▸ **STATED PROBLEM 1**:
In the patch review message below, replace "val" with "value" and rewrite everything from "Re: [PATCH 11/14]" down to "cpu, u64 *val)" with that change.

▸ **PASSAGE GIVEN**:
Re: [PATCH 11/14] sched/kcpustat: Introduce vtime-aware kcpustat accessor for CPUTIME_SYSTEM

From: Peter Zijlstra
Date: Thu Oct 24 2019 - 07:51:03 EST


On Wed, Oct 16, 2019 at 04:56:57AM +0200, Frederic Weisbecker wrote:

> +static int kcpustat_field_vtime(u64 *cpustat,
> + struct vtime *vtime,
> + enum cpu_usage_stat usage,
> + int cpu, u64 *val)
> +{
> + unsigned int seq;
> + int err;
> +
> + do {
> + seq = read_seqcount_begin(&vtime->seqcount);
> +
> + /*
> + * We raced against context switch, fetch the
> + * kcpustat task again.
> + */
> + if (vtime->cpu != cpu && vtime->cpu != -1) {
> + err = -EAGAIN;
> + continue;

Did that want to be break?

> + }
> +
> + /*
> + * Two possible things here:
> + * 1) We are seeing the scheduling out task (prev) or any past one.

▸ **DATA TO USE**:
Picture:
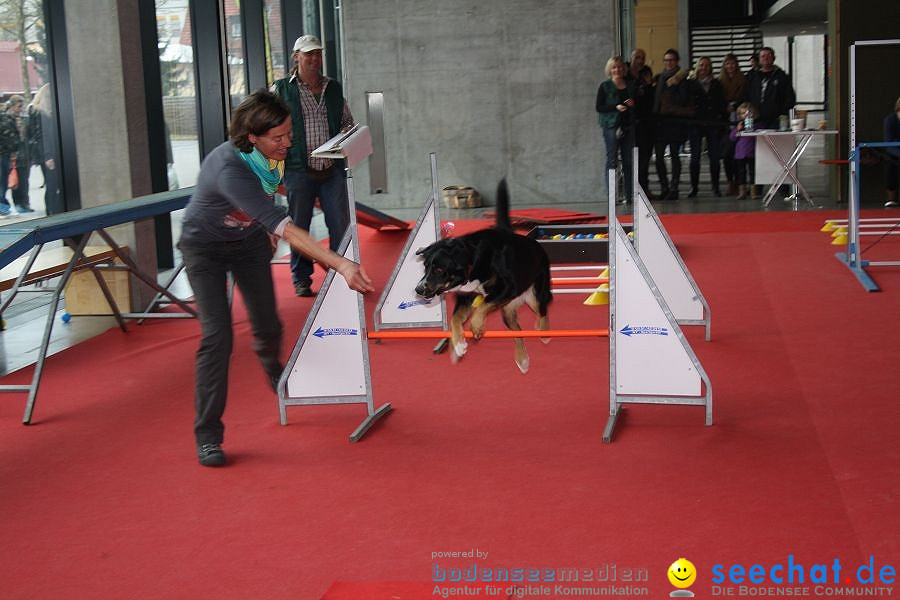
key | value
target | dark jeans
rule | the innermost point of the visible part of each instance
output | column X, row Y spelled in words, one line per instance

▸ **STATED PROBLEM 2**:
Locate each line of the records that contains the string "instance", matching case, and copy those lines.

▸ **EXERCISE RESULT 1**:
Re: [PATCH 11/14] sched/kcpustat: Introduce vtime-aware kcpustat accessor for CPUTIME_SYSTEM

From: Peter Zijlstra
Date: Thu Oct 24 2019 - 07:51:03 EST


On Wed, Oct 16, 2019 at 04:56:57AM +0200, Frederic Weisbecker wrote:

> +static int kcpustat_field_vtime(u64 *cpustat,
> + struct vtime *vtime,
> + enum cpu_usage_stat usage,
> + int cpu, u64 *value)

▸ **EXERCISE RESULT 2**:
rule | the innermost point of the visible part of each instance
output | column X, row Y spelled in words, one line per instance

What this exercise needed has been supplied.